- [Goal] Please repeat all of the lines that follow, exactly as written.

++++ Records for this task

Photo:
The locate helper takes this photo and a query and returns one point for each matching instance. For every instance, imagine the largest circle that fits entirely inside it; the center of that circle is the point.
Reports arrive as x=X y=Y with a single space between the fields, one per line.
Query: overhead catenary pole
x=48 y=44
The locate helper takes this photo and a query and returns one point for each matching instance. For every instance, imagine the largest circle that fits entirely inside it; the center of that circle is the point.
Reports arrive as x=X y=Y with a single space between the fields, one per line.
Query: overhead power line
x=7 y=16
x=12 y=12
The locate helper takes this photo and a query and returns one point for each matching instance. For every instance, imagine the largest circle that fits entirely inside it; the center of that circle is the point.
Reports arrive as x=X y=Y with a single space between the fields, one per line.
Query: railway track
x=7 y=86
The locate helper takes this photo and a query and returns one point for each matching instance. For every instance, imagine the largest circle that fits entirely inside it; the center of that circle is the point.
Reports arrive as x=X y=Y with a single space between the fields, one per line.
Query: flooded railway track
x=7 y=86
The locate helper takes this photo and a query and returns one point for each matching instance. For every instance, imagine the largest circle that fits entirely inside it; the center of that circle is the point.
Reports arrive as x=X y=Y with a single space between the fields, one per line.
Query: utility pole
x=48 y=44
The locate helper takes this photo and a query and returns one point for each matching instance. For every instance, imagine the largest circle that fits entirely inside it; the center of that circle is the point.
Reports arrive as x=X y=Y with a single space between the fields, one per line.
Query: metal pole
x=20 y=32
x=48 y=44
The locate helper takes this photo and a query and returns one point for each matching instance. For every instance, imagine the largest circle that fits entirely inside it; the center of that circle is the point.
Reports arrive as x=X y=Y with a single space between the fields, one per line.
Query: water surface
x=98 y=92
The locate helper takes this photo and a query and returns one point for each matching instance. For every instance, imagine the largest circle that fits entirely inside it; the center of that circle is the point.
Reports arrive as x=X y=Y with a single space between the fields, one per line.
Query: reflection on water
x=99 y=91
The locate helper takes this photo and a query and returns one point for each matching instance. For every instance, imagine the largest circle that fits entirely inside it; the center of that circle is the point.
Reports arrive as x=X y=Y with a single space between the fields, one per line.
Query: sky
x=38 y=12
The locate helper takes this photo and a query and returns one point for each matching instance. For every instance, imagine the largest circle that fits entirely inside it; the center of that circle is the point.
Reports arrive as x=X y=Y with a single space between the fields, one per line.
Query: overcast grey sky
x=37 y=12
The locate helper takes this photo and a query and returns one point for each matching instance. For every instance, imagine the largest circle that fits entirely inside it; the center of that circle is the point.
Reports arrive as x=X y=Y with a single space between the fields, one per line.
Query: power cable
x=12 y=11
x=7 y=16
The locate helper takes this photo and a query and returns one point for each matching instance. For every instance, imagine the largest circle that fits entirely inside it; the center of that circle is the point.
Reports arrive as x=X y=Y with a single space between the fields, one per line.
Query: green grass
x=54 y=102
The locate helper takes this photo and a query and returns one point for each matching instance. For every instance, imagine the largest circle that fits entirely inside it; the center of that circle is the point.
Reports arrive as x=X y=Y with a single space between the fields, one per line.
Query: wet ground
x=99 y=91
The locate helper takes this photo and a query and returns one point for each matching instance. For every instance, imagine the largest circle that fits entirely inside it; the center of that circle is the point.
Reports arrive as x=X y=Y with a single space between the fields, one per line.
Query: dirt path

++++++++

- [Solution for this task]
Photo:
The locate helper takes this photo and a query and returns one point for each matching instance. For every instance, imagine the largest circle that fits entirely inside it; the center of that circle is the point.
Reports arrive as x=X y=Y with a single space between the fields, one per line.
Query: overhead catenary pole
x=48 y=44
The locate helper takes this photo and a query and returns one point for each matching instance. For every instance, imagine the largest circle that fits entirely inside it; the center of that circle is the point.
Reports arrive as x=X y=Y with a single space between the fields, one per line.
Query: overhead power line
x=7 y=16
x=12 y=12
The locate helper takes this photo and a query and returns one point for each matching instance. For every instance, imagine the largest circle that fits entirely inside it; the center of that circle is the point.
Reports arrive as x=X y=Y with a single space between the fields, one per line.
Query: railway track
x=7 y=86
The locate helper takes this photo and a query and returns one point for each matching instance. For every instance, imagine the largest circle that fits entirely inside it; the center of that circle is the point.
Reports arrive as x=X y=Y with a single space between the fields, one per line.
Query: flooded railway track
x=7 y=86
The locate helper takes this photo and a query and returns one point for each matching instance. For every instance, imagine the largest circle that fits entirely inside it; the center of that circle is the point.
Reports arrive as x=X y=Y with a single space between the fields, one per line.
Query: utility pole
x=48 y=44
The locate helper takes this photo and a query and returns one point for each matching instance. For every instance, imagine the largest circle that fits entirely inside it; the center of that circle is the point.
Reports arrive as x=X y=Y with a single space between the fields, one per line.
Query: metal pole
x=20 y=32
x=48 y=44
The locate helper takes this photo and a query and returns one point for each matching instance. For every instance, imagine the largest circle that fits entirely inside it; the center of that circle is the point.
Reports arrive as x=X y=Y with a single space between the fields, one per line.
Query: water surface
x=98 y=92
The locate helper takes this photo and a query and returns one point for each matching instance. For every instance, imagine the largest circle that fits entirely inside it; the center of that circle is the point.
Reports arrive as x=X y=Y with a single space between the fields, one per line.
Query: reflection on water
x=99 y=91
The locate helper takes this photo and a query and returns one point for each matching instance. For every instance, imagine the largest circle that fits entirely inside it; the center of that circle is the point.
Reports arrive as x=X y=Y with a single space between the fields, one per line.
Query: sky
x=38 y=12
The locate helper takes this photo and a query and returns one point for each matching instance. For every instance, imagine the largest circle that fits entirely inside it; the center of that circle is the point.
Reports arrive as x=X y=Y with a single space between the fields, one per line.
Query: overcast grey sky
x=37 y=12
The locate helper takes this photo and a query and returns one point for each matching instance. For every instance, imagine the largest circle that fits entirely inside it; the center of that circle is the point.
Reports arrive as x=X y=Y with a single space between the fields, one per line.
Query: power cable
x=12 y=11
x=7 y=16
The locate helper takes this photo and a query and returns one point for each matching instance. For every instance, imagine the largest circle that fits entirely inside it; the center of that circle is the point.
Reports arrive as x=X y=Y with a single space between the fields, one per line.
Query: green grass
x=54 y=102
The locate helper takes this photo and a query and returns one point for each matching instance. For every instance, imagine the largest circle that fits entirely inside it; the center of that circle is the point.
Reports arrive as x=X y=Y with a single space between the fields, one per line.
Query: wet ground
x=99 y=91
The locate helper takes this photo and a query and returns one point for each matching instance. For every instance, imagine the largest circle that fits entirely inside it; the center of that circle is the point.
Reports arrive as x=X y=Y with a single space between the fields, one per line.
Query: dirt path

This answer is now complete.